• _Task item_
The expected output is each line in the data below that includes the string "striped".

[Stored records]
╔══

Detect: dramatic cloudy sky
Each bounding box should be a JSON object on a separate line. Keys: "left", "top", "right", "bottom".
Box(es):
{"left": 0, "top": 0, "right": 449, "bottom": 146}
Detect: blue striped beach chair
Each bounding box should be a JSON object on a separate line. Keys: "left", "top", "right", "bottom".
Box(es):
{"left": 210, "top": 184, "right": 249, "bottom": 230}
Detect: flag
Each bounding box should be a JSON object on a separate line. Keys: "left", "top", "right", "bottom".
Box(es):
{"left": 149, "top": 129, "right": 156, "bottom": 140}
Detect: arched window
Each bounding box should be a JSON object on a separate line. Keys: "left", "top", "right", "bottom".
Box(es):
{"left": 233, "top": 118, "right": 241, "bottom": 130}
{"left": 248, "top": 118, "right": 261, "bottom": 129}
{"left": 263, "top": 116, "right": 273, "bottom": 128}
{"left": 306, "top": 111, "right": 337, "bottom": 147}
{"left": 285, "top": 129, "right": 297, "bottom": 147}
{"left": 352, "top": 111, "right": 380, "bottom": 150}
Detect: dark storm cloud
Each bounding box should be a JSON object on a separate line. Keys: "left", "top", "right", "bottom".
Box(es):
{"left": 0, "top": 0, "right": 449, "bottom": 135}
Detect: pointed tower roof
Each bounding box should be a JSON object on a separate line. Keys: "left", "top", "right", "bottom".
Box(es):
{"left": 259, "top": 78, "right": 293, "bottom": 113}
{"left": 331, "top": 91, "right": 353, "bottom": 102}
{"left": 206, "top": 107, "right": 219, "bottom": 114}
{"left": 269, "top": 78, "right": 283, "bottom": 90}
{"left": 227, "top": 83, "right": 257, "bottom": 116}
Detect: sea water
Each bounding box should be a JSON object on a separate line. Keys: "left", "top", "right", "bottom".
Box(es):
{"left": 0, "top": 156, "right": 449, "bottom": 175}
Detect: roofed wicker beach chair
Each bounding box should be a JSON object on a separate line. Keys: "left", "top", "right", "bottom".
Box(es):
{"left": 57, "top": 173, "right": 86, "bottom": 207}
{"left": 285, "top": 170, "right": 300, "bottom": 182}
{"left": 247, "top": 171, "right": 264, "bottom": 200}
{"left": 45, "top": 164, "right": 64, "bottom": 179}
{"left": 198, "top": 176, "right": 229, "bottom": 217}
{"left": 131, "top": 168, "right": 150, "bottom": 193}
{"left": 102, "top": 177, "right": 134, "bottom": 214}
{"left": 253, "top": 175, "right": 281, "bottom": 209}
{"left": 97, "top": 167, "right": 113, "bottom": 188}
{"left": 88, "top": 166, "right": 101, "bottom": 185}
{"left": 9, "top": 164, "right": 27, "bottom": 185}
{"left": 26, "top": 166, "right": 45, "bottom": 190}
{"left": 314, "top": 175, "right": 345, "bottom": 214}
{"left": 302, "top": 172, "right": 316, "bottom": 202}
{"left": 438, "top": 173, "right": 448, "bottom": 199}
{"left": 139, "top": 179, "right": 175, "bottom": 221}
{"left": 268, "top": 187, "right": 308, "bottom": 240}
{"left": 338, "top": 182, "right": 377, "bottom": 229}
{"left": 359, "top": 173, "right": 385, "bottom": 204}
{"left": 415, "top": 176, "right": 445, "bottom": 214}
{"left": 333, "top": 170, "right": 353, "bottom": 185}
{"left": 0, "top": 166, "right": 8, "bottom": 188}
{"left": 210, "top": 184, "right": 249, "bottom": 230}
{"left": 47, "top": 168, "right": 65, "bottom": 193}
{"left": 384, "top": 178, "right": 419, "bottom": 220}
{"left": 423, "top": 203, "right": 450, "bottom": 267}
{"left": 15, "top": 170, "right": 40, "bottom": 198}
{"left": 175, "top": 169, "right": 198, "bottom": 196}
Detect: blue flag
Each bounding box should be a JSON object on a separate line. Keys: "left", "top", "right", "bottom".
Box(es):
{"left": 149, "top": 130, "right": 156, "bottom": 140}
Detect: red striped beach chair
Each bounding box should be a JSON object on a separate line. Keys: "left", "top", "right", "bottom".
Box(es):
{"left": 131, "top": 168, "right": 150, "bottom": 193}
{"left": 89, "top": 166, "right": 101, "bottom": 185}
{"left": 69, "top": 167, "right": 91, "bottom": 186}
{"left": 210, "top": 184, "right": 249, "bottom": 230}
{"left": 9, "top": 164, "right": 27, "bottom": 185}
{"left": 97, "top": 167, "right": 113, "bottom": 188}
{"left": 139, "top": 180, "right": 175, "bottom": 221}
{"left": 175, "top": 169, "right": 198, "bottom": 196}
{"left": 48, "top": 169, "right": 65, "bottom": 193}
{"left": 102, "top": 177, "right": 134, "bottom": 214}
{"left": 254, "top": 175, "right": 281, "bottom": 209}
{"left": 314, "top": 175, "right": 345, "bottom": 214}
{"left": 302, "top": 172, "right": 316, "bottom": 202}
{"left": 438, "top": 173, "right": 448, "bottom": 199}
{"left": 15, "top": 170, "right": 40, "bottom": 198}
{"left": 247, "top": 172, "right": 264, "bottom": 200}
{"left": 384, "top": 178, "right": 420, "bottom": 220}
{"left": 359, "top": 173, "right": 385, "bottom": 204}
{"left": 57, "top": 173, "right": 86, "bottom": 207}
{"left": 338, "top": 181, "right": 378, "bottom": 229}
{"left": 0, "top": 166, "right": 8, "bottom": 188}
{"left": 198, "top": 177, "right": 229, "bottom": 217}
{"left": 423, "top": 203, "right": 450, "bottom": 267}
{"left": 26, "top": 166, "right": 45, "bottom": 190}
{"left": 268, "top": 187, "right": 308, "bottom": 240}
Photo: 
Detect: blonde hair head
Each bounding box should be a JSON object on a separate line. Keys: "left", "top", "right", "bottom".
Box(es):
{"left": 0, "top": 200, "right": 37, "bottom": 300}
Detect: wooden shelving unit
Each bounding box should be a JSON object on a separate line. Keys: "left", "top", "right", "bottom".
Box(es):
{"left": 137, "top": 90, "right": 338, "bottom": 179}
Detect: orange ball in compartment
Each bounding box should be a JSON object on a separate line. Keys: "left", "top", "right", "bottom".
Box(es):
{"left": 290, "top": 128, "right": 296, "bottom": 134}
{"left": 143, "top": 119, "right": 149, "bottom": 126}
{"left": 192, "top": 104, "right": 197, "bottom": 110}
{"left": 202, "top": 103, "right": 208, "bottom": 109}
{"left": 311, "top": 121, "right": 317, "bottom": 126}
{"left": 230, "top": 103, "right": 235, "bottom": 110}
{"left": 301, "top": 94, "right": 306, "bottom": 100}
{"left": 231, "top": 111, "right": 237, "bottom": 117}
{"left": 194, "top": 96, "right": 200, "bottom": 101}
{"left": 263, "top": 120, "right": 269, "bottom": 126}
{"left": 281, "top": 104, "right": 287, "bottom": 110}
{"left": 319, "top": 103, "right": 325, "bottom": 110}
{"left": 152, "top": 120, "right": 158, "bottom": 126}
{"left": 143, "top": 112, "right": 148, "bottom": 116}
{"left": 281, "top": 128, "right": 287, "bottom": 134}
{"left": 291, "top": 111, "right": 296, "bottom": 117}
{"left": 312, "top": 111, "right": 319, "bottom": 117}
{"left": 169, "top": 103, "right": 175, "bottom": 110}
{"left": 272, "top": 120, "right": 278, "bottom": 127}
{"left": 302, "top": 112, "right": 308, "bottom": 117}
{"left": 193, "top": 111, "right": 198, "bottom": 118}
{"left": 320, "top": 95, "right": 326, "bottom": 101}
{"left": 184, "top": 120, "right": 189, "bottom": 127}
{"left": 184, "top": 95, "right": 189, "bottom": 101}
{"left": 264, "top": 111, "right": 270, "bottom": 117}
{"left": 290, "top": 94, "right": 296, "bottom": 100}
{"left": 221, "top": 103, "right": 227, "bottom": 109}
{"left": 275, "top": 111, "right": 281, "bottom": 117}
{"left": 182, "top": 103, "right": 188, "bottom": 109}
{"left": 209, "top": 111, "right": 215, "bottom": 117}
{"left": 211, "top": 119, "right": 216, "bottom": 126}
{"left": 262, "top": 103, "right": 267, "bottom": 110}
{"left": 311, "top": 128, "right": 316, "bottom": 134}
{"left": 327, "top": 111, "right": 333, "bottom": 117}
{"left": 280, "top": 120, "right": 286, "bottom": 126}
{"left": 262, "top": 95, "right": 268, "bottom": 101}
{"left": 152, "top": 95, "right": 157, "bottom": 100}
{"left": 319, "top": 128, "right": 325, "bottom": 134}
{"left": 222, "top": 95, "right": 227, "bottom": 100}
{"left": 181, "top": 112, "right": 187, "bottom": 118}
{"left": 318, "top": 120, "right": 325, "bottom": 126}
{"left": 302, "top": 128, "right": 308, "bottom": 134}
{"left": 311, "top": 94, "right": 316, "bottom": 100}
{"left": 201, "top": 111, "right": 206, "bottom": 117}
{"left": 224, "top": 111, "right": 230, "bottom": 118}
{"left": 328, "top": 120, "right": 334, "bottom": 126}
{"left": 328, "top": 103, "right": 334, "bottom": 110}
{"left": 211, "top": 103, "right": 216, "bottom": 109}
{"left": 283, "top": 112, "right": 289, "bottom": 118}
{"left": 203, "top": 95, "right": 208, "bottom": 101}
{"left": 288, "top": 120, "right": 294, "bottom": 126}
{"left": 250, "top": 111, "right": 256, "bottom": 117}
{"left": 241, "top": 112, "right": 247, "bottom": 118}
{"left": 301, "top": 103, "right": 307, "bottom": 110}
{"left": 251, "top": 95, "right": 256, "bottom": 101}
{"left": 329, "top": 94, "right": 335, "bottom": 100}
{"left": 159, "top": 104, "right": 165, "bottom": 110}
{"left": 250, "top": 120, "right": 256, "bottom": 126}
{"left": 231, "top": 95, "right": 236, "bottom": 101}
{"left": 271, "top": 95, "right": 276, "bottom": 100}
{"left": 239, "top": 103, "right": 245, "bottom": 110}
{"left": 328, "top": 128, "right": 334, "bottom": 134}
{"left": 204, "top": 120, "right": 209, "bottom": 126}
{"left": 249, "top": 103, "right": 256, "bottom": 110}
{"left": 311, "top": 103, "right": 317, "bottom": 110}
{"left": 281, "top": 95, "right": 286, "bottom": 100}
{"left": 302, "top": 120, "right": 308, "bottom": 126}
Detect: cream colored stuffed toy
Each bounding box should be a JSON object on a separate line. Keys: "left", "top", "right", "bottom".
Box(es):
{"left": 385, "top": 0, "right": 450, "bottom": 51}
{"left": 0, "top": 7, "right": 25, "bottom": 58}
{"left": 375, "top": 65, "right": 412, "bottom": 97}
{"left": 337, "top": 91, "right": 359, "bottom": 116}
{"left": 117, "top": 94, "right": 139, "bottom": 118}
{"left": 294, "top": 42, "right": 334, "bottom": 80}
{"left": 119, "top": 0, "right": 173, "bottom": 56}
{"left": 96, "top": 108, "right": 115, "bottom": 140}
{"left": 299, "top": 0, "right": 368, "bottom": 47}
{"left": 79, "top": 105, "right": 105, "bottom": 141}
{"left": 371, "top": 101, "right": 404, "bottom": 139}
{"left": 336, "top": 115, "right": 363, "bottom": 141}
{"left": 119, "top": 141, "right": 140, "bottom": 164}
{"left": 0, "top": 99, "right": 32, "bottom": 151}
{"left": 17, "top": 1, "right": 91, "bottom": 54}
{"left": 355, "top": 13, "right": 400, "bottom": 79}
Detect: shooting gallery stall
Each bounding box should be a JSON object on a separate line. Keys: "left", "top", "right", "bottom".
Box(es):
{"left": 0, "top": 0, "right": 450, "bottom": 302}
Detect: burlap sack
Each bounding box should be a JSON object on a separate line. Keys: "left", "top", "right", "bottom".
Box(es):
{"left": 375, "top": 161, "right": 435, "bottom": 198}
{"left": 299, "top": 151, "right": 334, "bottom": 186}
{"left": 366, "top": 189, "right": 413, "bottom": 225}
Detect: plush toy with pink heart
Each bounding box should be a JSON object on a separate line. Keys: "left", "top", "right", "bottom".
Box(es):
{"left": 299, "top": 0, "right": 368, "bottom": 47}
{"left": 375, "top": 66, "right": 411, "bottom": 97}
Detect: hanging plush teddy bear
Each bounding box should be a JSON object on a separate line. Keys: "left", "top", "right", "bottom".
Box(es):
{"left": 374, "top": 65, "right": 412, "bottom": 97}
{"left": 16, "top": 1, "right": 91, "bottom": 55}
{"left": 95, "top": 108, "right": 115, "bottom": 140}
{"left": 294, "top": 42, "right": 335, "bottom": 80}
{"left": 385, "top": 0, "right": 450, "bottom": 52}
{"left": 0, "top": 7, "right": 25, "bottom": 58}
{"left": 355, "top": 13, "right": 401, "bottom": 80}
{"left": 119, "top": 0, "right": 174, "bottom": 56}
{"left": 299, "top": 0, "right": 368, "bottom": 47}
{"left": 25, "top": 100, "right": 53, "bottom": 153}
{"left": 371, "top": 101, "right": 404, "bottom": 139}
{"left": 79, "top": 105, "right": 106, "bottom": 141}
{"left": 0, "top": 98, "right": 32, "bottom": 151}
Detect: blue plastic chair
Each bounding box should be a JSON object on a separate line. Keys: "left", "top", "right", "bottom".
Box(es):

╚══

• _Result of this exercise_
Detect: blue striped beach chair
Detect: red striped beach chair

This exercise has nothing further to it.